(Stored records)
● ● ● ● ●
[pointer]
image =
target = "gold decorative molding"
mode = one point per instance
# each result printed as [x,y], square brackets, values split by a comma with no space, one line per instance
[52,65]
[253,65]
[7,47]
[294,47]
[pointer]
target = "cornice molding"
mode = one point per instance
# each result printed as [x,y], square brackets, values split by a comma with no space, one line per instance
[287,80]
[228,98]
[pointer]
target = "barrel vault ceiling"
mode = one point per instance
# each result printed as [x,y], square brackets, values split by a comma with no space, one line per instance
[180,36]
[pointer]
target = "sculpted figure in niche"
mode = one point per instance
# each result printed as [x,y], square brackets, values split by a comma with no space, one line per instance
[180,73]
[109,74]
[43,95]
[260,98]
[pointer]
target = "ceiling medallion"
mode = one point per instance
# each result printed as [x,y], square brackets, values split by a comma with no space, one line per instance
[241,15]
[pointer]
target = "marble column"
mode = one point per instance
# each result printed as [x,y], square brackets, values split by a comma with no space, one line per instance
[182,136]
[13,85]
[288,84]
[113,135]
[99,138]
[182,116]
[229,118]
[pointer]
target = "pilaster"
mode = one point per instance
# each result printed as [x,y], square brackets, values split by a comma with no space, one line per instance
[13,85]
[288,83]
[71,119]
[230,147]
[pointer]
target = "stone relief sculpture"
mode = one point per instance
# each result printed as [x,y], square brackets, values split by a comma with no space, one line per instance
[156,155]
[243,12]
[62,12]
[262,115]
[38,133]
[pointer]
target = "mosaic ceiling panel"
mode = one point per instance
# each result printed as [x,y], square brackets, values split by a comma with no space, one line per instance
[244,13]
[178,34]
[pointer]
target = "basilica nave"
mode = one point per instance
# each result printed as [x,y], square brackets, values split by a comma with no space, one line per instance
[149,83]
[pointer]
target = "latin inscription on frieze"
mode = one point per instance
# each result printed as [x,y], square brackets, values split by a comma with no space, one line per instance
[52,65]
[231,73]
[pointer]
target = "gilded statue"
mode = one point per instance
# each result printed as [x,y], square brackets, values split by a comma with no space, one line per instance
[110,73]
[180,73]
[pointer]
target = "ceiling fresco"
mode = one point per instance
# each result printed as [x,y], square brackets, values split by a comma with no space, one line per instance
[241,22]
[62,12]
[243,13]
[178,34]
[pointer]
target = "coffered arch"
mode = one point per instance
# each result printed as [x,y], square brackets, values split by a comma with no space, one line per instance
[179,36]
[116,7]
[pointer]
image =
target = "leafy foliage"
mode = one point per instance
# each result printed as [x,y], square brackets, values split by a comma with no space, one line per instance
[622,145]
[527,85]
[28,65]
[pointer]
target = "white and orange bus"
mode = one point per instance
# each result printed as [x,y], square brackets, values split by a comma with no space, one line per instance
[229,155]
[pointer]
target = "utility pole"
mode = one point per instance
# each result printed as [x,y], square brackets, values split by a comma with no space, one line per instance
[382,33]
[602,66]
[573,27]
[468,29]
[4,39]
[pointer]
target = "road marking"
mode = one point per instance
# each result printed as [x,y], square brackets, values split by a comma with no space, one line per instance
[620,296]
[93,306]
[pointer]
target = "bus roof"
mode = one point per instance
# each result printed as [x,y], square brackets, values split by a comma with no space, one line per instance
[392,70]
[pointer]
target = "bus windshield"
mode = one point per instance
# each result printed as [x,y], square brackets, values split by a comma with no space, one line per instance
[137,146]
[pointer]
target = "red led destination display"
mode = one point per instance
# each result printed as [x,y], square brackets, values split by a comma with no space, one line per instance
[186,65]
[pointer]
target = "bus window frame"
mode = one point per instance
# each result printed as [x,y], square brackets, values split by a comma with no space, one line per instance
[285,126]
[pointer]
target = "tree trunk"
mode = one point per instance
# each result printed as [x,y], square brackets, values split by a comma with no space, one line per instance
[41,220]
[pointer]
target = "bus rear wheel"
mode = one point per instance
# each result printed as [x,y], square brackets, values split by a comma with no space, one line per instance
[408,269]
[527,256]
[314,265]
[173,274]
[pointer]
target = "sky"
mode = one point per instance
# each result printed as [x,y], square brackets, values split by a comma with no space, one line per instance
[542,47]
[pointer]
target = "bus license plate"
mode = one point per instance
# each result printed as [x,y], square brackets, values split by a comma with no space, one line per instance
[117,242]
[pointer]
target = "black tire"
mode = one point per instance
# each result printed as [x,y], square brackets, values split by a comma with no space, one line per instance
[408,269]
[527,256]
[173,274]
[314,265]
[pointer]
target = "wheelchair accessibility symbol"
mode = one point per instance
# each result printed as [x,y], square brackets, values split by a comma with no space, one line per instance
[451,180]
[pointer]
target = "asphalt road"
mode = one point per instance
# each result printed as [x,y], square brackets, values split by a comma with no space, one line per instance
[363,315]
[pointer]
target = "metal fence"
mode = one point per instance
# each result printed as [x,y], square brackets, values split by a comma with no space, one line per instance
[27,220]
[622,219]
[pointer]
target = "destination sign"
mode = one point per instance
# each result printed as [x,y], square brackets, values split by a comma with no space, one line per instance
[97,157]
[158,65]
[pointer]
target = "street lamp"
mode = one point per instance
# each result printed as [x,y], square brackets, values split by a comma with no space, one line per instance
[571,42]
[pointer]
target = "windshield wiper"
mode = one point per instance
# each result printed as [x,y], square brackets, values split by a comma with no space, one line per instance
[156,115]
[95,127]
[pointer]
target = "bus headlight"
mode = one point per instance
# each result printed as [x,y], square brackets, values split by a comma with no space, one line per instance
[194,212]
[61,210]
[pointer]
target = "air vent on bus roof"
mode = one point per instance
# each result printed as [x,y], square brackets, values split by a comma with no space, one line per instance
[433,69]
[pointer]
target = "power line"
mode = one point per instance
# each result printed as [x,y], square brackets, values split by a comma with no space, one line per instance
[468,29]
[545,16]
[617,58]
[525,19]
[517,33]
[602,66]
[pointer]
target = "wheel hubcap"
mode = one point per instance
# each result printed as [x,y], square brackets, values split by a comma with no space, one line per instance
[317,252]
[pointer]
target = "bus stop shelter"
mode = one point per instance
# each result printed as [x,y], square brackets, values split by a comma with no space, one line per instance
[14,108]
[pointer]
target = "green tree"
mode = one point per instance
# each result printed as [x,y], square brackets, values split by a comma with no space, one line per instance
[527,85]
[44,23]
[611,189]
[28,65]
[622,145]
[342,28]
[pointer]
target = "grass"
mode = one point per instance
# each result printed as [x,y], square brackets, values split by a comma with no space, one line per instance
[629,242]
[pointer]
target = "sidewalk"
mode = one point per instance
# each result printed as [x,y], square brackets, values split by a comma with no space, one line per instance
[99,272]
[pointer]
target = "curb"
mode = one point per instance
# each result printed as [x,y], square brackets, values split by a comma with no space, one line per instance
● ● ● ● ●
Problem description
The answer must be a single number: how many lines above contain "molding".

Response
2